▶ [What you are asked to do]:
All of the data below must be repeated exactly.
***** Records for processing
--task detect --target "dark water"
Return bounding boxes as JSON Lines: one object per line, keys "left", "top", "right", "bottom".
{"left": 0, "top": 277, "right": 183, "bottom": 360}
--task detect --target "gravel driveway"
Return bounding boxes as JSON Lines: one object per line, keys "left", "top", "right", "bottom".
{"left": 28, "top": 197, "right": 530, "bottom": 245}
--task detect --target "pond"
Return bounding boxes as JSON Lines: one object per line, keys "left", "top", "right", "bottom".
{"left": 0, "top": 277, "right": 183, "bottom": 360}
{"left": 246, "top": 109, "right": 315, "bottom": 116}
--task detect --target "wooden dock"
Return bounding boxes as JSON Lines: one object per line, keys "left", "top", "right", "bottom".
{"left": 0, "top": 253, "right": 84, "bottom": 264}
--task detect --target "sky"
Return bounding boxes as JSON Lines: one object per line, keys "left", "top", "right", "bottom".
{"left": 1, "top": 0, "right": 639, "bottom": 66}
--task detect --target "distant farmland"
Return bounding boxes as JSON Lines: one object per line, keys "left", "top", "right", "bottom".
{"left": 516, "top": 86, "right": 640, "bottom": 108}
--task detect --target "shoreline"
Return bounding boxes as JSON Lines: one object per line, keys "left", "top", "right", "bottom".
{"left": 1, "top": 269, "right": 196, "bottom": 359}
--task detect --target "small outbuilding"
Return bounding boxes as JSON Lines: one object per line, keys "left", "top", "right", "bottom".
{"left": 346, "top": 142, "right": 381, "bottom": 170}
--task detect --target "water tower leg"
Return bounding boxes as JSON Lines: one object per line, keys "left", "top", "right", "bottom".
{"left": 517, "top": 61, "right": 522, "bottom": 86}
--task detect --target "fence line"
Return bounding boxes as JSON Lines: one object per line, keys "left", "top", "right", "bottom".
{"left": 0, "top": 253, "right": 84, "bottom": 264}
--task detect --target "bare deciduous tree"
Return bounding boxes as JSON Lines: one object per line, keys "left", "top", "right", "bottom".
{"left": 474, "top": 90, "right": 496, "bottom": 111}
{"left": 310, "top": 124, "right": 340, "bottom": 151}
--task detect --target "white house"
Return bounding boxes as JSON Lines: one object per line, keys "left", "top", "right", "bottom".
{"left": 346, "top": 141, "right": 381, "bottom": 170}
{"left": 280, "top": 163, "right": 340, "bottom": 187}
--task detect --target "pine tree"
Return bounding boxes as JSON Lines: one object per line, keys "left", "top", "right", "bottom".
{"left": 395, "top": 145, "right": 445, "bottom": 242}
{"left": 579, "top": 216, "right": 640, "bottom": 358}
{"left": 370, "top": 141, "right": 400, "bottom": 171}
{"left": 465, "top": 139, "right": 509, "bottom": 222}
**********
▶ [Your response]:
--task detect --target "dark water"
Return bounding boxes as JSON Lines: one object per line, keys "left", "top", "right", "bottom".
{"left": 0, "top": 277, "right": 183, "bottom": 360}
--task detect --target "gravel driveway"
Return bounding boxes as JSON Lines: one object per line, keys "left", "top", "right", "bottom".
{"left": 28, "top": 197, "right": 530, "bottom": 245}
--task detect --target "pond"
Return bounding boxes as JSON Lines: one object per line, keys "left", "top", "right", "bottom".
{"left": 0, "top": 277, "right": 183, "bottom": 360}
{"left": 246, "top": 109, "right": 315, "bottom": 116}
--task detect --target "wooden dock"
Return bounding boxes as JSON Lines: one object per line, keys "left", "top", "right", "bottom".
{"left": 0, "top": 253, "right": 84, "bottom": 264}
--task detect --target "sky"
Return bounding boxes as JSON Lines: one object per line, keys "left", "top", "right", "bottom".
{"left": 1, "top": 0, "right": 639, "bottom": 66}
--task detect --target "distant farmland"
Return bounding boxes as JSON Lines: one object per line, keys "left", "top", "right", "bottom".
{"left": 516, "top": 86, "right": 640, "bottom": 108}
--task detect --target "shoreline"
Return bounding boxes as JSON Lines: one object per line, keys "left", "top", "right", "bottom".
{"left": 1, "top": 269, "right": 196, "bottom": 359}
--task detect --target "small outbuilding"
Return bounding boxes as JSON Lines: one object per line, keys "left", "top", "right", "bottom".
{"left": 346, "top": 142, "right": 381, "bottom": 170}
--task detect --target "water tower leg"
Return bounding boxes as JSON Lines: one object per line, keys "left", "top", "right", "bottom".
{"left": 517, "top": 61, "right": 522, "bottom": 86}
--task detect --target "fence line"
Return bounding boxes as JSON Lines: one object per line, keys "left", "top", "right", "bottom".
{"left": 0, "top": 253, "right": 84, "bottom": 264}
--task detect --target "bare deciduous tree"
Return bounding boxes as JSON Lines: one object per line, keys "left", "top", "right", "bottom".
{"left": 474, "top": 90, "right": 496, "bottom": 111}
{"left": 310, "top": 124, "right": 340, "bottom": 151}
--task detect --target "white house"
Return bounding boxes as JSON Lines: one object per line, keys "left", "top", "right", "bottom".
{"left": 346, "top": 141, "right": 381, "bottom": 170}
{"left": 280, "top": 163, "right": 340, "bottom": 187}
--task detect --target "pine tree"
Return bounding boxes as JSON Lines: one object per line, keys "left", "top", "right", "bottom".
{"left": 395, "top": 145, "right": 445, "bottom": 242}
{"left": 579, "top": 216, "right": 640, "bottom": 358}
{"left": 370, "top": 141, "right": 400, "bottom": 171}
{"left": 465, "top": 139, "right": 509, "bottom": 222}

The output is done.